BEGIN Text extract
Automatic locking clutch with sliding clutch ring

An improved clutch of the type having concentric and spaced apart driving and driven members with a clutch ring in engagement with one of the members and urgeable into a simultaneous engagement with the other member is provided. A fixed cam member is provided nonrotational with respect to the driving and driven members. A second cam member is slidably movable around the first cam member whenever the clutch ring is in simultaneous engagement with the driving and driven members. A cam follower is in a cammed engagement with the first cam member and is movable axially apart from the first cam member into cammed engagement with the second cam member. The cam follower further urges the clutch ring into a simultaneous engagement with the driving and driven member whenever the driving member rotates with respect to the driven member.

FIELD OF THE INVENTION 
The present invention relates, in general, to locking clutches, and more 
particularly to a fully automatic locking clutch having a sliding clutch 
ring. 
BACKGROUND ART 
It has long been recognized that locking clutches employing sliding clutch 
rings ideally should provide quick and positive engagement between the 
vehicle's driving member and the vehicle's driven member. A clutch 
providing quick and positive engagement between these members minimizes 
the problems resulting from a "snap start" condition. This condition 
typically occurs when the vehicle makes a transition from the two wheel 
drive mode to a four wheel drive mode with the sliding clutch ring being 
partially engaged to both the driving and driven members. As this occurs, 
in certain instances the vehicle's power source attempts to transmit more 
torque to the clutch ring than the clutch ring can withstand when in the 
partially engaged condition. As a result, the clutch fails to lock up with 
the result being that the clutch ring becomes damaged and rendered 
inoperable. 
Prior attempts to produce locking clutches with sliding clutch rings have 
utilized either a moving cam type arrangement or a fixed cam type 
arrangement to activate the sliding clutch ring and produce clutch lockup.
END Text extract
BEGIN Provided records
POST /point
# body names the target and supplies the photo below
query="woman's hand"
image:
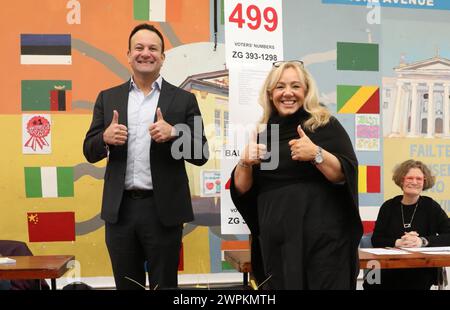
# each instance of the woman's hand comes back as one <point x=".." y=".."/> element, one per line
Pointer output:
<point x="253" y="152"/>
<point x="302" y="149"/>
<point x="409" y="240"/>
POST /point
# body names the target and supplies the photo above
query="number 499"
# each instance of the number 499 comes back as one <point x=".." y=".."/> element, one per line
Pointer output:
<point x="253" y="13"/>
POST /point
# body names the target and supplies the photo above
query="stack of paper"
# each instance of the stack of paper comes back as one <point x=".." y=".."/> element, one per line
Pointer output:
<point x="7" y="260"/>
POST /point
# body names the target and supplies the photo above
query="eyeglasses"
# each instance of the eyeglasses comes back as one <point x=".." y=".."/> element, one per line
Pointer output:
<point x="411" y="179"/>
<point x="279" y="63"/>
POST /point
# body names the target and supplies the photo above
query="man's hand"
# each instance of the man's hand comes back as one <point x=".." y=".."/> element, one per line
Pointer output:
<point x="115" y="134"/>
<point x="160" y="131"/>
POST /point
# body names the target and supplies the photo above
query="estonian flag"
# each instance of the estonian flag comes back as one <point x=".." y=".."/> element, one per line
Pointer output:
<point x="45" y="49"/>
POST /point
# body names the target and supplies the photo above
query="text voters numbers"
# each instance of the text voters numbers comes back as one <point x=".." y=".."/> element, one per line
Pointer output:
<point x="253" y="13"/>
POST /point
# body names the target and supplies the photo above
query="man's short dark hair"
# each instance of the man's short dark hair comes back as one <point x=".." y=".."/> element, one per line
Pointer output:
<point x="149" y="28"/>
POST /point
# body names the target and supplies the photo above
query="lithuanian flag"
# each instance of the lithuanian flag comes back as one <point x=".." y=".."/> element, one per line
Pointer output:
<point x="355" y="99"/>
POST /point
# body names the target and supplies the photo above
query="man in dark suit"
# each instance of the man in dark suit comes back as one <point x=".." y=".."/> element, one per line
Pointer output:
<point x="146" y="128"/>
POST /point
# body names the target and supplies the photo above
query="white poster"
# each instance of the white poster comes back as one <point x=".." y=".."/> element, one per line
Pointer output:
<point x="253" y="31"/>
<point x="210" y="183"/>
<point x="36" y="134"/>
<point x="253" y="42"/>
END Provided records
Written request 1 -
According to the clutch patent text, why does a clutch ring that is only partially engaged become damaged and inoperable during a "snap start" condition? Answer in one to three sentences.
Written request 2 -
Count the lines of the entries that contain the string "hand", and give only the number.
The entries bear no relation to the clutch patent text.

Right answer 1 -
While the ring is partially engaged to both the driving and driven members, the vehicle's power source sometimes tries to transmit more torque to it than it can withstand. The clutch then fails to lock up, and the clutch ring is damaged and rendered inoperable.

Right answer 2 -
4